*EXERCISE INPUT*:
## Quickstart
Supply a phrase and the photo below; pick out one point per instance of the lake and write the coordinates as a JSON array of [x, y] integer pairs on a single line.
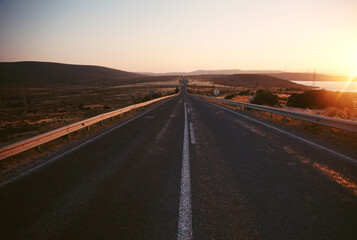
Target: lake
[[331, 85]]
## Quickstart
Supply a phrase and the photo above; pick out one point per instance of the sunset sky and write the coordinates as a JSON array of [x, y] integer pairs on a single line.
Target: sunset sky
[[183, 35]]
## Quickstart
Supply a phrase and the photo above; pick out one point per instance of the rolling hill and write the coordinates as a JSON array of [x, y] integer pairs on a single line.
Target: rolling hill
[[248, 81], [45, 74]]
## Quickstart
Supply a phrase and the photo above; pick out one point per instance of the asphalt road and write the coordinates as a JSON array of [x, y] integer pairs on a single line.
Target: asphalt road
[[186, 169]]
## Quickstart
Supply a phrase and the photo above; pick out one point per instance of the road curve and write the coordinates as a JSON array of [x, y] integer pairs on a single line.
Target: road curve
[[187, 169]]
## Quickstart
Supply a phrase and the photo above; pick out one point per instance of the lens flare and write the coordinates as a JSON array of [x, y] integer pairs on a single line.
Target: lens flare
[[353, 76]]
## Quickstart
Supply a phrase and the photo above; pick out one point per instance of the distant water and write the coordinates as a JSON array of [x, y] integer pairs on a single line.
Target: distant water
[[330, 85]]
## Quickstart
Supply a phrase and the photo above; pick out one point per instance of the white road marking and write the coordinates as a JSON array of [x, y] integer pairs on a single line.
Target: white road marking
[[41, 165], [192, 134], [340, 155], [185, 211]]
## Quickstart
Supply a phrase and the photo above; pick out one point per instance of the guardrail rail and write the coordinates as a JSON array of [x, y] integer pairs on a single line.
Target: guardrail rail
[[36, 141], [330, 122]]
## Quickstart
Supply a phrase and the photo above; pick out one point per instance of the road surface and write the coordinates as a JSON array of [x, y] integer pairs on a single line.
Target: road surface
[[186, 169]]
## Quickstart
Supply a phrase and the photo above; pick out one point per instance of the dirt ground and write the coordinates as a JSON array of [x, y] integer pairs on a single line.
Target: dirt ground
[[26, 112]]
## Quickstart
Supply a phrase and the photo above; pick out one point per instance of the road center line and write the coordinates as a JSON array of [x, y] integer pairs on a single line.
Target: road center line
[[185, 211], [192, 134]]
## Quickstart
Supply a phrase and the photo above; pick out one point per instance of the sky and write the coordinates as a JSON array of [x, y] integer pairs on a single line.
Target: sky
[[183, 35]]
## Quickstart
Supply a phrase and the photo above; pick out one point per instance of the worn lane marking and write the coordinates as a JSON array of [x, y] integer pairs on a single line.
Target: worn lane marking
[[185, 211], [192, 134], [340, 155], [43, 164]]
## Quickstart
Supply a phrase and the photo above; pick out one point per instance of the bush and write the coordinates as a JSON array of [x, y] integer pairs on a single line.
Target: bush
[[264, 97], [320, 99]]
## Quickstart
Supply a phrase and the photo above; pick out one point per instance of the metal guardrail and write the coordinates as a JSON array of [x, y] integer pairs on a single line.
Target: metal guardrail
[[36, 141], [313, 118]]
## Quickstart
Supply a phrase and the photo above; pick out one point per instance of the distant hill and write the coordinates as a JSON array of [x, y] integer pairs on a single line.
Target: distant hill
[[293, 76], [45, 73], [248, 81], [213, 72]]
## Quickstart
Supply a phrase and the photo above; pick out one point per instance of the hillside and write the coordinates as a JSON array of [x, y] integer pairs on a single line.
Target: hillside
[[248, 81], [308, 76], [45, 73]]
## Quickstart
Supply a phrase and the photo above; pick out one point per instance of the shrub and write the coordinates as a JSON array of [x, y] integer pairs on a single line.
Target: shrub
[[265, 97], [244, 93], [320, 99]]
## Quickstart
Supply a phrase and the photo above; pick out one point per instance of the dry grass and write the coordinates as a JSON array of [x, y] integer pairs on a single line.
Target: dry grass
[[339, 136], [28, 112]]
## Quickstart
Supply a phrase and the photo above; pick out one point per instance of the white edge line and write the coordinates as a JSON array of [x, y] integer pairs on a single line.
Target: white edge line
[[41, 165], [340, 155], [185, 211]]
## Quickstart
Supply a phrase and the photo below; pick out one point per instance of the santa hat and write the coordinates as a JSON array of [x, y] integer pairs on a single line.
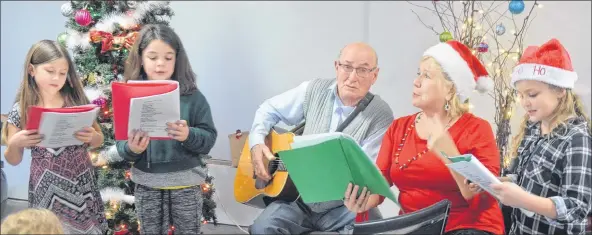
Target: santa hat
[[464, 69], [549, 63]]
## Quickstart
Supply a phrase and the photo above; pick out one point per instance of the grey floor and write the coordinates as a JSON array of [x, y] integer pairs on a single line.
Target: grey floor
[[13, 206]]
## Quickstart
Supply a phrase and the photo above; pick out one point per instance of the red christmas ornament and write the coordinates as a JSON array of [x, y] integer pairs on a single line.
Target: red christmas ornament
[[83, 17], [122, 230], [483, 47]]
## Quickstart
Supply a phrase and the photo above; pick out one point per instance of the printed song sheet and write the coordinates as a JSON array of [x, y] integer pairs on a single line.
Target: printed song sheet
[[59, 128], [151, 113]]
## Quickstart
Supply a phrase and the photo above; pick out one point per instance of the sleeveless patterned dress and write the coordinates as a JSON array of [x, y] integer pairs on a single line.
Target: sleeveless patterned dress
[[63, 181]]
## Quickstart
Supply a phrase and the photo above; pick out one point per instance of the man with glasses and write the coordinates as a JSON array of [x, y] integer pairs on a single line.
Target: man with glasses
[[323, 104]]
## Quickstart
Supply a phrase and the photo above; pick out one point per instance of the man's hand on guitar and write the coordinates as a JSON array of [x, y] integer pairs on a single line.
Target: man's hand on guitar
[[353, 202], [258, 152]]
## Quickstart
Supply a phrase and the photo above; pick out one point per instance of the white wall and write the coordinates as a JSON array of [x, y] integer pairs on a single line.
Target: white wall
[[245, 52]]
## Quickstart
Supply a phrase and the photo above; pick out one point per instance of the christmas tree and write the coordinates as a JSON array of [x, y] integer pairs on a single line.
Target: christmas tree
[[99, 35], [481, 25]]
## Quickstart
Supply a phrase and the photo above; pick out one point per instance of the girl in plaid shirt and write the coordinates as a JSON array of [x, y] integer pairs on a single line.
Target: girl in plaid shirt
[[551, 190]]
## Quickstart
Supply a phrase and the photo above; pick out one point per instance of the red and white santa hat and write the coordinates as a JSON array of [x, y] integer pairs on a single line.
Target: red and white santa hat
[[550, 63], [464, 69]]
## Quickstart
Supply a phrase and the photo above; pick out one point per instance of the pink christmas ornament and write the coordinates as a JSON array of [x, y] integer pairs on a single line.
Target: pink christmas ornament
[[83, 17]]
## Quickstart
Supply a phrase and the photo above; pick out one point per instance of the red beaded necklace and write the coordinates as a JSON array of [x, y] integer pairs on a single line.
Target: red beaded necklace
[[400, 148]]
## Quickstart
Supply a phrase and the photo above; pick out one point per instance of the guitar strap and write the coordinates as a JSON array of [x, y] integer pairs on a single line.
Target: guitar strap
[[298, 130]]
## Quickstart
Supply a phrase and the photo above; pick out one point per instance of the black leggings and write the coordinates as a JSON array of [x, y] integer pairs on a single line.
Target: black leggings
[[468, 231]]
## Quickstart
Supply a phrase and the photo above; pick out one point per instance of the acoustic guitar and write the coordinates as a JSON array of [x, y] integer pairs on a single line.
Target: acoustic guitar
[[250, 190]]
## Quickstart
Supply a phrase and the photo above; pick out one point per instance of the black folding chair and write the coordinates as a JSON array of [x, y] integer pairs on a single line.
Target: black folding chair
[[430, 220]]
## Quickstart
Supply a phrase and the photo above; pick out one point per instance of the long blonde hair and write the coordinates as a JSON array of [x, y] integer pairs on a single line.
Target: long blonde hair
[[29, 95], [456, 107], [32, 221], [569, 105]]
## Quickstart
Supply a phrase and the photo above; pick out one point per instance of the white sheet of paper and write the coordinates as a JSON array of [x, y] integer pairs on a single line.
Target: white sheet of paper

*INSTRUCTIONS FOR THE TASK*: Can you convert all the lines above into a numbered list, skipping any blank lines and leaving the pictures out?

*ANSWER FOR THIS EXERCISE*:
1. ## Quickstart
2. Supply a phrase and the photo below; pick out one point per instance of the lake and write the coordinates as a JSON array of [x, y] integer pairs on a single line.
3. Target: lake
4. [[331, 85]]
5. ## Quickstart
6. Supply a phrase and the photo above; pick out one point per instance of the sunset sky and write the coordinates as a JSON array of [x, y] integer pairs on a single line.
7. Target: sunset sky
8. [[183, 35]]
9. ## Quickstart
10. Supply a phrase and the photo above; pick out one point per instance of the rolling hill and write the coordinates as a JSON array of [x, y] integer pairs on a single line.
11. Target: rolling hill
12. [[248, 81], [45, 74]]
13. ## Quickstart
14. Supply a phrase and the photo above; pick out one point per instance of the asphalt road and write the coordinates as a JSON array of [x, y] integer pairs on a single line.
15. Target: asphalt road
16. [[186, 169]]
17. ## Quickstart
18. Supply a phrase and the photo above; pick out one point per instance of the road curve and write the coordinates as a JSON array of [x, y] integer pairs on a single line.
19. Target: road curve
20. [[187, 169]]
21. ## Quickstart
22. Supply a phrase and the photo above; pick out one point per instance of the lens flare and write the coordinates as a JSON array of [x, y] integer pairs on a single line.
23. Target: lens flare
24. [[353, 76]]
25. ## Quickstart
26. Supply a phrase and the photo above; pick out one point per instance of the distant water and write the coordinates as a JSON array of [x, y] integer pairs on a single line.
27. Target: distant water
28. [[330, 85]]
29. ## Quickstart
30. Supply a phrase and the photo above; pick out one point per instance of the white road marking and write the coordinates as a JSON array of [x, y] integer pairs on a single line.
31. Target: white road marking
32. [[41, 165], [192, 134], [340, 155], [185, 211]]
33. ## Quickstart
34. Supply a phrase and the photo above; pick out one point per instance of the guardrail rail and write the coordinates as a JSON array of [x, y] integer pairs on a single line.
35. Target: guardrail rail
36. [[36, 141], [330, 122]]
37. ## Quickstart
38. Supply a phrase and the photo above; pick out one point per instance of the road surface and write the coordinates as a JSON array of [x, y] integer pairs on a single line.
39. Target: road surface
40. [[186, 169]]
41. ## Quickstart
42. Supply a phrase and the photo above; pick out one point per instance of the dirt ground and write the coordinates as a JSON array of [x, y] integer pairs on a single line.
43. Target: dirt ground
44. [[26, 112]]
45. ## Quickstart
46. Supply a phrase and the photo above; pick out one point per instance of the road center line and write the coordinates as a JSON array of [x, y] integer pairs on a single line.
47. Target: road center line
48. [[185, 211], [192, 134]]
49. ## Quickstart
50. Supply a phrase and the photo above; pick out one point per instance of the sky and write the coordinates as a JSON array of [x, y] integer pairs on a single line.
51. Target: sky
52. [[183, 35]]
53. ## Quickstart
54. Supply a phrase and the photo above; pick out one point per instance of the worn lane marking and write the coordinates as a JSON array of [x, y] integer pairs on a single line.
55. Target: worn lane marking
56. [[185, 211], [192, 134], [340, 155], [43, 164]]
57. ## Quickstart
58. Supply a phrase and the photo above; pick out one point per instance of the bush and write the coordinates as a JSON array of [x, y] integer pairs on a single line.
59. Target: bush
60. [[264, 97], [320, 99]]
61. ## Quickstart
62. Supply a phrase and the photo above; pick out one point per instance of the metal guardrail and write the coordinates as a JSON array of [x, y] integer pairs on a single line.
63. Target: metal guardrail
64. [[36, 141], [313, 118]]
65. ## Quickstart
66. Supply a phrase and the photo above; pick out one point per instance of the distant hill and write the coordinates as a JSON array of [x, y] integer pairs on a single line.
67. Target: distant hill
68. [[293, 76], [45, 73], [248, 81], [213, 72]]
69. ## Quickstart
70. Supply a phrase and the photo above; pick out one point per instance of the hillside and write the coordinates as a JSON array of [x, y] integer pairs on a single line.
71. Target: hillside
72. [[248, 81], [308, 76], [45, 73]]
73. ## Quickstart
74. Supply a phrase and the photo above; pick out one point per instance of the shrub and write the coordinates as a JSON array of [x, y] integer pairs on a single line.
75. Target: shrub
76. [[265, 97], [244, 93], [320, 99]]
77. ## Quickstart
78. Supply a phrase and the photo above; pick out one point per instance of the dry grass and write the coordinates as a JSON array of [x, y] integer pairs on a single line.
79. Target: dry grass
80. [[339, 136], [28, 112]]
81. ## Quickstart
82. Supply a phrase and the photo above; pick out one point per instance of the white edge line and write the coordinates as a JSON array of [x, y] integer pairs on a single line.
83. Target: white edge line
84. [[41, 165], [340, 155], [185, 211]]
85. ## Quickstart
86. Supply a phrase and the photo below; pick out one point per instance of the santa hat and write the coordinates as a JSON array of [x, y] integer pairs on a single line.
87. Target: santa hat
88. [[464, 69], [549, 63]]
89. ## Quickstart
90. Supply a phrase and the photo above; pick out one point per instance of the grey floor and write the coordinates as a JSON array of [x, y] integer pairs on a single line.
91. Target: grey floor
92. [[13, 206]]
93. ## Quickstart
94. Supply a phrase and the photo above; pick out one point per instance of the red christmas ornament and write the coordinates as a JSON array of [x, y] integer pairs on a single line.
95. Target: red christmas ornament
96. [[83, 17], [122, 230], [483, 47]]
97. ## Quickstart
98. Supply a phrase and the photo above; pick out one point per instance of the printed song sheet and write the coordinates as a JSON array of [x, y] integer pairs on a single line.
99. Target: printed song sheet
100. [[59, 128], [151, 113]]
101. ## Quickstart
102. Supply a phrase and the photo above; pick out one point per instance of the sleeveless patterned dress and write the coordinates as a JSON array of [x, y] integer pairs on a single line.
103. Target: sleeveless patterned dress
104. [[63, 181]]
105. ## Quickstart
106. Supply a phrase and the photo above; pick out one point per instance of the man with glasses and write the coordinates as a JSON array of [x, y] integer pairs on a single line.
107. Target: man with glasses
108. [[323, 104]]
109. ## Quickstart
110. Supply a phrase and the photo above; pick out one point per instance of the man's hand on guitar and write the coordinates as a JSON array of [x, y] integer pairs on a single line.
111. Target: man's hand on guitar
112. [[353, 202], [258, 152]]
113. ## Quickstart
114. Supply a phrase and the photo above; pick out one point per instance of the white wall and write the coordinates as a JSON array of [x, y] integer pairs on a single line.
115. Target: white wall
116. [[245, 52]]
117. ## Quickstart
118. Supply a phrase and the photo above; pick out one point per instance of the christmas tree and write the coordinates as a JSON array of [x, y] integer pairs on a single line.
119. Target: christmas tree
120. [[99, 35], [481, 25]]
121. ## Quickstart
122. Supply a phrase and the photo above; pick out one point per instance of the girl in plaid shirt and write the coordinates as a JSON array of [x, y] integer pairs on a single line.
123. Target: girl in plaid shirt
124. [[551, 190]]
125. ## Quickstart
126. Supply a phrase and the photo above; pick out one point per instance of the red and white santa hat and write the coordinates as a JSON array of [x, y] integer pairs on a single line.
127. Target: red and white santa hat
128. [[550, 63], [464, 69]]
129. ## Quickstart
130. Supply a phrase and the photo above; pick out one point per instance of the pink christmas ornament and write the coordinates as a JSON array of [x, y] integer pairs on a single line.
131. Target: pink christmas ornament
132. [[83, 17]]
133. ## Quickstart
134. Supply a phrase and the photo above; pick out one point per instance of the red beaded necklace and write the coordinates as a JSON array of [x, y] integer pairs on a single line.
135. Target: red beaded necklace
136. [[400, 148]]
137. ## Quickstart
138. Supply a phrase and the photo above; pick out one point per instance of the guitar strap and write the coordinates as a JSON array of [x, y] integer pairs on a single line.
139. Target: guitar strap
140. [[298, 130]]
141. ## Quickstart
142. Supply a phrase and the photo above; pick out one point per instance of the black leggings and write the coordinates as a JSON array of [x, y] integer pairs on a single line.
143. Target: black leggings
144. [[468, 231]]
145. ## Quickstart
146. Supply a phrase and the photo above; pick out one point per instance of the acoustic guitar and write the coordinates as a JSON array of [x, y] integer pairs on a single line.
147. Target: acoustic guitar
148. [[250, 190]]
149. ## Quickstart
150. Supply a phrase and the photo above; pick out one point per instance of the black folding chair and write the coordinates as a JSON array of [x, y] integer pairs on a single line.
151. Target: black folding chair
152. [[430, 220]]
153. ## Quickstart
154. Supply a phrase and the photo above; pick out one point per instance of the long blonde hair and write the coordinates as a JSON array of [x, y] integer pairs on a single line.
155. Target: long blonde hair
156. [[29, 95], [456, 107], [32, 221], [569, 105]]
157. ## Quickstart
158. Supply a phrase and the photo above; pick out one point per instance of the white sheet of paper and write the coordinates as a JSON array of [x, y] integer pairs on a single line.
159. Target: white sheet of paper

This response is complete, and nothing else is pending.